**TEXT EXTRACT:**
━━━━━━━━━━━━━━━━

Running glibc applications on musl libc Void Linux installation

1 January 2021

#linux #musl #voidlinux

Some time ago I got tired of Gentoo and decided to try Void Linux. They officially support musl libc, so I thought why not? and installed it on my main working machine.

Everything was great, I was (and I am) really impressed by Void and I doubt I will go back to Gentoo anytime soon. But there was one little thing I haven't thought of at the time of installation: proprietary software.

Proprietary software for Linux is almost always glibc-linked and nobody provides builds for alternative libc implementations such as musl. I wanted to run at least Vivaldi browser and JetBrains IDEs (PhpStorm, CLion, PyCharm, Android Studio etc.) so I started looking for solutions. (Of course I could just go back and do a glibc reinstall, but where's fun in that?)

Void documentation suggests to perform a glibc base system installation via base-bootstrap to a separate directory (I'll be referring to it as the glibc container), chroot to it and run glibc binaries from within this chroot. Using chroot seemed too primitive and inconvenient, even if I wrote scripts to automate all steps, so I kept looking.

Then I found this blog post discussing another way, using mount_namespaces(7) as an elegant alternative to chroot. The idea is simple: create new mount namespace, bind-mount the /usr from the glibc container at your real /usr, thus substituting your real /usr with "fake" /usr from the glibc container where all binaries and libraries are glibc-linked, and launch your glibc program inside this mount namespace. The mounts will be invisible for the rest of the system. Cool, isn't it?

The code in the blog post wasn't anywhere "production-ready", though, so I decided to write a new ready-to-use program based on this idea.

First attempt: writing voidnsrun

To use mount namespaces, one needs root privileges. It's possible to use user namespaces instead, but they break setuid binaries (or maybe I just don't know how to prepare them properly), so I decided to stick to classic old mount namespaces. To be able to use them, you either need to be root or the binary must be owned by root and have setuid bit. We'll do the latter, but remember that setuid in general is a security risk and one have to be very careful when writing setuid programs.

━━━━━━━━━━━━━━━━

**OBJECTIVE A:** For each of these statements about the glibc-on-musl post, answer yes or no and quote the words from the post that decide it: (i) Void Linux officially supports musl libc. (ii) The author chose user namespaces over mount namespaces. (iii) The mounts made in the new namespace are visible to the rest of the system.
**OBJECTIVE B:** Reproduce the glibc-on-musl post between "Some time ago" and "installation: proprietary software.", inclusive.

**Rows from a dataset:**
━━━━━━━━━━━━━━━━

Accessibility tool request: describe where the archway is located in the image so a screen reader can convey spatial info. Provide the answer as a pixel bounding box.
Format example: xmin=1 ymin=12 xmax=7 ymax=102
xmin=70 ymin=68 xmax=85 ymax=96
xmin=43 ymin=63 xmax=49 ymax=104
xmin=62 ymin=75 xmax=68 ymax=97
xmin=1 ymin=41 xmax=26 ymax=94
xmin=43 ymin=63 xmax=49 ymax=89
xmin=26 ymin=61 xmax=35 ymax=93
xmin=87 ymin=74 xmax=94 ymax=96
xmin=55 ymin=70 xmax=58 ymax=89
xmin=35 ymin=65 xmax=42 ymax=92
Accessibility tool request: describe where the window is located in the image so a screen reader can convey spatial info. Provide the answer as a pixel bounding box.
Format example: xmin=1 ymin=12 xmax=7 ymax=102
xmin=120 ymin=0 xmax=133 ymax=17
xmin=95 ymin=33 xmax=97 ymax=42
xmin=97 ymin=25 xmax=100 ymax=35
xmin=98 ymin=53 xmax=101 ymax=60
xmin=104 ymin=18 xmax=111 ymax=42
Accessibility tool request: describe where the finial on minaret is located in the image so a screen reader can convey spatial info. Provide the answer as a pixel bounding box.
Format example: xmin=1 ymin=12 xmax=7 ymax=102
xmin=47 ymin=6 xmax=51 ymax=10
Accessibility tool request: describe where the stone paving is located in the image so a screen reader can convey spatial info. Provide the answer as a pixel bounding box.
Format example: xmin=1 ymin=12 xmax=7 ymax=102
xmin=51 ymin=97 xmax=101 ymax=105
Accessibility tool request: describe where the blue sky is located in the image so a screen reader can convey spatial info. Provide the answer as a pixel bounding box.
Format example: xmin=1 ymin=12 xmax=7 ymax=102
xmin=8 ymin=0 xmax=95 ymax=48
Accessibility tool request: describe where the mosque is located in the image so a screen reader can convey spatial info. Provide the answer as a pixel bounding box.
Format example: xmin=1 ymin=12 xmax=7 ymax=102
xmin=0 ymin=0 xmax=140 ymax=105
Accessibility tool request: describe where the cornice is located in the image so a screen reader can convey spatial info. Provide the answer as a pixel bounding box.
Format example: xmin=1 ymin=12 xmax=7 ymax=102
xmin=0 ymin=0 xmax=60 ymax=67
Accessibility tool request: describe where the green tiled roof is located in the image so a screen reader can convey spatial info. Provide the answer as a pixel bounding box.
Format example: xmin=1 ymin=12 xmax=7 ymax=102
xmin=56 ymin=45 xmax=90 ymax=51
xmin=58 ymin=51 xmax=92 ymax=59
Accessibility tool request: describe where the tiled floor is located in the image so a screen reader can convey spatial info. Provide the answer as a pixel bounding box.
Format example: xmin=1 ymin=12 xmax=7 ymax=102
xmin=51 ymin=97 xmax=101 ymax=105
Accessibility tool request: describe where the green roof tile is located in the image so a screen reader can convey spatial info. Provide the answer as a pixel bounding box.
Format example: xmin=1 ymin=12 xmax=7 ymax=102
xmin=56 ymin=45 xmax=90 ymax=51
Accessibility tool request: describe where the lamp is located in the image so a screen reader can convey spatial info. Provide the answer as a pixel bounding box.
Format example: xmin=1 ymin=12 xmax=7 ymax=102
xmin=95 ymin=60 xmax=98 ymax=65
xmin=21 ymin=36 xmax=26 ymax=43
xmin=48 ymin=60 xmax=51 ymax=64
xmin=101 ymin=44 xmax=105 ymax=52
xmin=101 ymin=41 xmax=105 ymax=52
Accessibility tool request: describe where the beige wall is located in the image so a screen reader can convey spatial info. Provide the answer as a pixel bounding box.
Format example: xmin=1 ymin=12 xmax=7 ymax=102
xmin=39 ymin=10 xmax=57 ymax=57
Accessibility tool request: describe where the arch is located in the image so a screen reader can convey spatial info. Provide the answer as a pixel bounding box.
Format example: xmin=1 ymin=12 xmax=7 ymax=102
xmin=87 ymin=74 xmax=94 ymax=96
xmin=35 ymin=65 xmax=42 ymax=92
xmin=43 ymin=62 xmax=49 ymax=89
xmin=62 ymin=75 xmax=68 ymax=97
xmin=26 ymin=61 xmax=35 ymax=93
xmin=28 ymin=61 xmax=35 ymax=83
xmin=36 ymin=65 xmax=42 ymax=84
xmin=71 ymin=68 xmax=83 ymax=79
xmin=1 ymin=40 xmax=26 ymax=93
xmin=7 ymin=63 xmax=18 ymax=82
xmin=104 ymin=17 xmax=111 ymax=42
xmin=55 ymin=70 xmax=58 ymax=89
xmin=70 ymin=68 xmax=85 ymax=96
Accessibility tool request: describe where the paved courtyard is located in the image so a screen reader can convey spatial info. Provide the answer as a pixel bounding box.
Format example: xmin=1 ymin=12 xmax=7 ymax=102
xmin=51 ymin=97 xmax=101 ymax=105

━━━━━━━━━━━━━━━━

**CORRECT ANSWER A:**
(i) Yes: "They officially support musl libc"
(ii) No: "so I decided to stick to classic old mount namespaces"
(iii) No: "The mounts will be invisible for the rest of the system."

**CORRECT ANSWER B:**
Some time ago I got tired of Gentoo and decided to try Void Linux. They officially support musl libc, so I thought why not? and installed it on my main working machine.

Everything was great, I was (and I am) really impressed by Void and I doubt I will go back to Gentoo anytime soon. But there was one little thing I haven't thought of at the time of installation: proprietary software.